## Direction
Could you swap "even-odd" for "nonzero" everywhere in the records below and return them with nothing else changed?
-- START OF Data to process --
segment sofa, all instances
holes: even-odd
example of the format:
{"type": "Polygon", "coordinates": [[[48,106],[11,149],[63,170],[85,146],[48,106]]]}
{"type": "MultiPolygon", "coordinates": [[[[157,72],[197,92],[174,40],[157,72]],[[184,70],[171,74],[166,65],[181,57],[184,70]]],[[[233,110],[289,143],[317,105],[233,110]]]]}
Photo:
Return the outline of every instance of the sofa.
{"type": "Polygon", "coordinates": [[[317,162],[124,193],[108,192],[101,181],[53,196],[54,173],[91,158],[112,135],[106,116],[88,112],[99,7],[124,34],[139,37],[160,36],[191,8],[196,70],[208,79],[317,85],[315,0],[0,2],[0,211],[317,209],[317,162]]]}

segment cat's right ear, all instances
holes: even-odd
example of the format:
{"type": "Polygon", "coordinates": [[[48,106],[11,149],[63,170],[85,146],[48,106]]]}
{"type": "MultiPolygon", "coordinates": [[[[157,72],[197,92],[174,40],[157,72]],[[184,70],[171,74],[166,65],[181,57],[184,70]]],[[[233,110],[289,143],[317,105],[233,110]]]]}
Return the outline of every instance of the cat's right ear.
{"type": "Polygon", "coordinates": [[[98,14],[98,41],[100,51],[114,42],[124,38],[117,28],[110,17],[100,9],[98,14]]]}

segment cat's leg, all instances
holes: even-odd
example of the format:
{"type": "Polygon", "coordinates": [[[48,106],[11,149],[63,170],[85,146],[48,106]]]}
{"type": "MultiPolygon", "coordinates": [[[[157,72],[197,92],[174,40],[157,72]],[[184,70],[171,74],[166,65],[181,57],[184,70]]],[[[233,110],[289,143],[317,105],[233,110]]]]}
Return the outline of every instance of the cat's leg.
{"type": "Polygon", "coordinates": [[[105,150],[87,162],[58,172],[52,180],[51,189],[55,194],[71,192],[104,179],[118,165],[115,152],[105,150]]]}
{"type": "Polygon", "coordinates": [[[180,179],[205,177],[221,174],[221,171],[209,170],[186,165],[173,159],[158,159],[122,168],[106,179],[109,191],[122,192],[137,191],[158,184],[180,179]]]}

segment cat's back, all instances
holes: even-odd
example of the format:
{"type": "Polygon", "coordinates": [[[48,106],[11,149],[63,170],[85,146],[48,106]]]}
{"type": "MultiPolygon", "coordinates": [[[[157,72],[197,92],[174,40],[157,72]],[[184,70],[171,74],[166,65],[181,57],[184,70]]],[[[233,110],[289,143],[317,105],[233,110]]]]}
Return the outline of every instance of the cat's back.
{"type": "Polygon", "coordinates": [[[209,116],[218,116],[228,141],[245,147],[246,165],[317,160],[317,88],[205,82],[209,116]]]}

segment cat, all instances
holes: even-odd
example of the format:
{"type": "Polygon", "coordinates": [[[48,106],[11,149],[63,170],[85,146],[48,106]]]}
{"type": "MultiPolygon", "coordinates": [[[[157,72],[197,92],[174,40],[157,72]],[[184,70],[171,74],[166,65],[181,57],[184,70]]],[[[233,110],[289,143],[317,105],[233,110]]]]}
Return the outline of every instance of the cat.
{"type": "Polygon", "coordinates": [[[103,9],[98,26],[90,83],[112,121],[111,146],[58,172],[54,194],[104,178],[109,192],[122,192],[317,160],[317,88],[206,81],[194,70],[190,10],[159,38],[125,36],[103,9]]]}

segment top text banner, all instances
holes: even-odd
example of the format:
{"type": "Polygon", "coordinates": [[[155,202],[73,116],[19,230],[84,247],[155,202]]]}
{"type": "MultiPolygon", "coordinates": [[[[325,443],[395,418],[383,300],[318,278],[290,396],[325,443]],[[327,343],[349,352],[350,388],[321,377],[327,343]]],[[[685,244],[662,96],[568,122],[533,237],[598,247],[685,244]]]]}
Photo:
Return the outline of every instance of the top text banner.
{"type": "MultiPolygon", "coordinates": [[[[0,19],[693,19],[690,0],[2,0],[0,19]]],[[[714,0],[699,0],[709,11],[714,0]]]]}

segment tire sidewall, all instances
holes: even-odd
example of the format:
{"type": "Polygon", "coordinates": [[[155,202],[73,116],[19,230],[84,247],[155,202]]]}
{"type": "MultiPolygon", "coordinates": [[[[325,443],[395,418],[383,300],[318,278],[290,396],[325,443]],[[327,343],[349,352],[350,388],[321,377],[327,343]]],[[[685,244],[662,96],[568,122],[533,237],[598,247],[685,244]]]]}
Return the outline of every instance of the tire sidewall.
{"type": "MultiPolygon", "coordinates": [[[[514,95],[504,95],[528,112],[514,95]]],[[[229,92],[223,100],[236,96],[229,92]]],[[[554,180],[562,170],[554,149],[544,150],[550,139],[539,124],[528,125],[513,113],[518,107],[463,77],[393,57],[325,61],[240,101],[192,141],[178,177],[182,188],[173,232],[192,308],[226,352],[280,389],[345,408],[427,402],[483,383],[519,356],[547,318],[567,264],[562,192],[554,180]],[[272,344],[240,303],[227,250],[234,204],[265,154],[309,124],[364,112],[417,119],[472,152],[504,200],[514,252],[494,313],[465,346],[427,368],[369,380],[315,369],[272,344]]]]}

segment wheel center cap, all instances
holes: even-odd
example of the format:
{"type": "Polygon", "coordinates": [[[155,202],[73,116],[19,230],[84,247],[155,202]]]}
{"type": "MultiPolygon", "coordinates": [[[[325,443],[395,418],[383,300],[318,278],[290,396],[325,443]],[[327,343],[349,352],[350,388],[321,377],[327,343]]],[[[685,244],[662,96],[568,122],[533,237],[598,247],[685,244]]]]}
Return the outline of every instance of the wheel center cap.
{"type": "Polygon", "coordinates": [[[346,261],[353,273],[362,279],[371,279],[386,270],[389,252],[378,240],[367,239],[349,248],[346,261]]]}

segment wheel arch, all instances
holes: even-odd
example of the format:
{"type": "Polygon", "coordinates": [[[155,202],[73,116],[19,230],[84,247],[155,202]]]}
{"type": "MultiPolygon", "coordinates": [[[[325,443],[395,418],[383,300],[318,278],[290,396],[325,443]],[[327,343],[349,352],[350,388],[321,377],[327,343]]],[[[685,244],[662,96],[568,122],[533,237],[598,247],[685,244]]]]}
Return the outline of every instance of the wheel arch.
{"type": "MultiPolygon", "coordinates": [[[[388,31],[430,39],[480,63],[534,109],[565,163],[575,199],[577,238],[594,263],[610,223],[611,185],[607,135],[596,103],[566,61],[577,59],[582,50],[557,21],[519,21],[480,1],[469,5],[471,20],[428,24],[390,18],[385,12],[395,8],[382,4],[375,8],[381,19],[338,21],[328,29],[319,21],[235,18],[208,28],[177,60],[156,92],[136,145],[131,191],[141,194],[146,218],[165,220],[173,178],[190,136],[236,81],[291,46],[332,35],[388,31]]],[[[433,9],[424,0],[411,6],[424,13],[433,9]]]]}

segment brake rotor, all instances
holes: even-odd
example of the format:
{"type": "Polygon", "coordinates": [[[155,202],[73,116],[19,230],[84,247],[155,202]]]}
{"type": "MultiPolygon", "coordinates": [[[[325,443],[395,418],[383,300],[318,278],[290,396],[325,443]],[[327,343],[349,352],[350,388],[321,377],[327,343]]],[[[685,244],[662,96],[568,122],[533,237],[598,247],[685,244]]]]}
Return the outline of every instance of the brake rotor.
-- END OF Data to process --
## Solution for this problem
segment sofa, all instances
holes: nonzero
example of the format:
{"type": "Polygon", "coordinates": [[[48,106],[11,149],[63,170],[85,146],[48,106]]]}
{"type": "MultiPolygon", "coordinates": [[[[157,72],[197,92],[174,40],[157,72]],[[184,70],[171,74],[166,65],[181,57],[184,70]]],[[[233,110],[289,143],[317,105],[233,110]]]]}
Photo:
Return the outline of every instance of the sofa.
{"type": "Polygon", "coordinates": [[[317,162],[124,193],[108,192],[101,181],[53,196],[54,173],[91,158],[112,135],[106,116],[88,112],[99,7],[124,34],[139,37],[160,36],[191,8],[196,70],[208,79],[317,85],[315,0],[0,2],[0,211],[317,209],[317,162]]]}

segment cat's right ear, all instances
holes: nonzero
example of the format:
{"type": "Polygon", "coordinates": [[[48,106],[11,149],[63,170],[85,146],[48,106]]]}
{"type": "MultiPolygon", "coordinates": [[[[157,72],[197,92],[174,40],[157,72]],[[184,70],[171,74],[166,65],[181,57],[184,70]]],[[[233,110],[289,143],[317,105],[233,110]]]]}
Return the outline of every instance of the cat's right ear.
{"type": "Polygon", "coordinates": [[[98,14],[98,41],[100,51],[114,42],[124,38],[117,28],[110,17],[100,9],[98,14]]]}

segment cat's leg, all instances
holes: nonzero
example of the format:
{"type": "Polygon", "coordinates": [[[48,106],[11,149],[63,170],[85,146],[48,106]]]}
{"type": "MultiPolygon", "coordinates": [[[[157,72],[197,92],[174,40],[157,72]],[[184,70],[171,74],[166,65],[181,57],[184,70]]],[[[233,110],[289,143],[317,105],[233,110]]]]}
Return the outline of every instance of the cat's leg.
{"type": "Polygon", "coordinates": [[[105,150],[87,162],[58,172],[52,180],[51,189],[55,194],[71,192],[104,179],[118,165],[115,152],[105,150]]]}
{"type": "Polygon", "coordinates": [[[180,179],[205,177],[221,174],[221,171],[209,170],[186,165],[173,159],[158,159],[122,168],[106,179],[109,191],[122,192],[137,191],[158,184],[180,179]]]}

segment cat's back, all instances
holes: nonzero
example of the format:
{"type": "Polygon", "coordinates": [[[48,106],[11,149],[63,170],[85,146],[48,106]]]}
{"type": "MultiPolygon", "coordinates": [[[[157,72],[197,92],[174,40],[157,72]],[[184,70],[171,74],[166,65],[181,57],[184,70]]],[[[233,110],[289,143],[317,105],[233,110]]]]}
Return the outline of every instance of the cat's back.
{"type": "Polygon", "coordinates": [[[209,116],[218,116],[228,141],[245,147],[246,165],[317,160],[317,88],[205,82],[209,116]]]}

segment cat, all instances
holes: nonzero
example of the format:
{"type": "Polygon", "coordinates": [[[48,106],[11,149],[63,170],[85,146],[48,106]]]}
{"type": "MultiPolygon", "coordinates": [[[[157,72],[197,92],[174,40],[157,72]],[[184,70],[171,74],[166,65],[181,57],[184,70]]],[[[233,110],[289,143],[317,105],[233,110]]]]}
Return the outline of every instance of the cat.
{"type": "Polygon", "coordinates": [[[103,9],[98,26],[90,83],[112,121],[111,146],[58,172],[54,194],[104,178],[109,192],[122,192],[317,160],[317,88],[206,81],[194,70],[190,10],[159,38],[125,36],[103,9]]]}

segment top text banner, all instances
holes: nonzero
example of the format:
{"type": "Polygon", "coordinates": [[[155,202],[73,116],[19,230],[84,247],[155,202]]]}
{"type": "MultiPolygon", "coordinates": [[[[325,443],[395,418],[383,300],[318,278],[290,396],[325,443]],[[327,343],[349,352],[350,388],[321,377],[327,343]]],[[[685,244],[662,96],[568,122],[533,237],[598,247],[685,244]]]]}
Photo:
Return the outline of every instance of the top text banner.
{"type": "MultiPolygon", "coordinates": [[[[0,19],[693,19],[690,0],[2,0],[0,19]]],[[[714,0],[699,0],[709,11],[714,0]]]]}

segment tire sidewall, all instances
holes: nonzero
example of the format:
{"type": "Polygon", "coordinates": [[[155,202],[73,116],[19,230],[84,247],[155,202]]]}
{"type": "MultiPolygon", "coordinates": [[[[325,443],[395,418],[383,300],[318,278],[290,396],[325,443]],[[327,343],[349,352],[350,388],[321,377],[327,343]]],[[[685,244],[662,96],[568,122],[533,237],[598,247],[685,244]]]]}
Return the outline of every instance of the tire sidewall.
{"type": "MultiPolygon", "coordinates": [[[[514,95],[504,95],[528,112],[514,95]]],[[[229,92],[223,100],[236,96],[229,92]]],[[[554,180],[562,170],[554,149],[544,150],[550,139],[539,124],[528,125],[513,113],[518,107],[463,77],[393,57],[325,61],[240,101],[192,141],[178,177],[182,188],[173,232],[192,308],[226,352],[280,389],[345,408],[427,402],[483,383],[519,356],[547,318],[567,264],[562,192],[554,180]],[[272,344],[240,303],[227,250],[234,204],[265,154],[309,124],[364,112],[417,119],[472,152],[504,200],[514,252],[494,313],[465,346],[427,368],[369,380],[315,369],[272,344]]]]}

segment wheel center cap, all instances
holes: nonzero
example of the format:
{"type": "Polygon", "coordinates": [[[155,202],[73,116],[19,230],[84,247],[155,202]]]}
{"type": "MultiPolygon", "coordinates": [[[[325,443],[395,418],[383,300],[318,278],[290,396],[325,443]],[[327,343],[349,352],[350,388],[321,377],[327,343]]],[[[685,244],[662,96],[568,122],[533,237],[598,247],[685,244]]]]}
Return the outline of every instance of the wheel center cap.
{"type": "Polygon", "coordinates": [[[346,261],[353,273],[362,279],[371,279],[386,270],[389,252],[378,240],[367,239],[349,248],[346,261]]]}

segment wheel arch, all instances
holes: nonzero
example of the format:
{"type": "Polygon", "coordinates": [[[155,202],[73,116],[19,230],[84,247],[155,202]]]}
{"type": "MultiPolygon", "coordinates": [[[[325,443],[395,418],[383,300],[318,278],[290,396],[325,443]],[[327,343],[349,352],[350,388],[321,377],[327,343]]],[[[685,244],[662,96],[568,122],[533,237],[598,247],[685,244]]]]}
Return the outline of every instance of the wheel arch.
{"type": "MultiPolygon", "coordinates": [[[[388,31],[430,39],[480,63],[534,109],[565,163],[575,199],[577,238],[594,263],[610,223],[611,185],[607,135],[596,103],[566,61],[577,59],[582,50],[557,21],[519,21],[480,1],[469,5],[471,20],[428,24],[390,18],[385,12],[395,8],[382,4],[375,8],[381,19],[338,21],[328,29],[319,21],[235,18],[208,28],[177,60],[156,92],[136,145],[131,191],[141,194],[146,218],[165,220],[173,178],[190,136],[236,81],[291,46],[332,35],[388,31]]],[[[433,9],[424,0],[411,6],[424,13],[433,9]]]]}

segment brake rotor, all instances
holes: nonzero
example of the format:
{"type": "Polygon", "coordinates": [[[155,202],[73,116],[19,230],[84,247],[155,202]]]}
{"type": "MultiPolygon", "coordinates": [[[[325,443],[395,418],[383,300],[318,278],[290,396],[325,443]],[[327,343],[349,352],[350,388],[321,377],[327,343]]],[[[685,244],[662,96],[568,122],[533,237],[598,247],[685,244]]]]}
Return the outline of every instance of the brake rotor.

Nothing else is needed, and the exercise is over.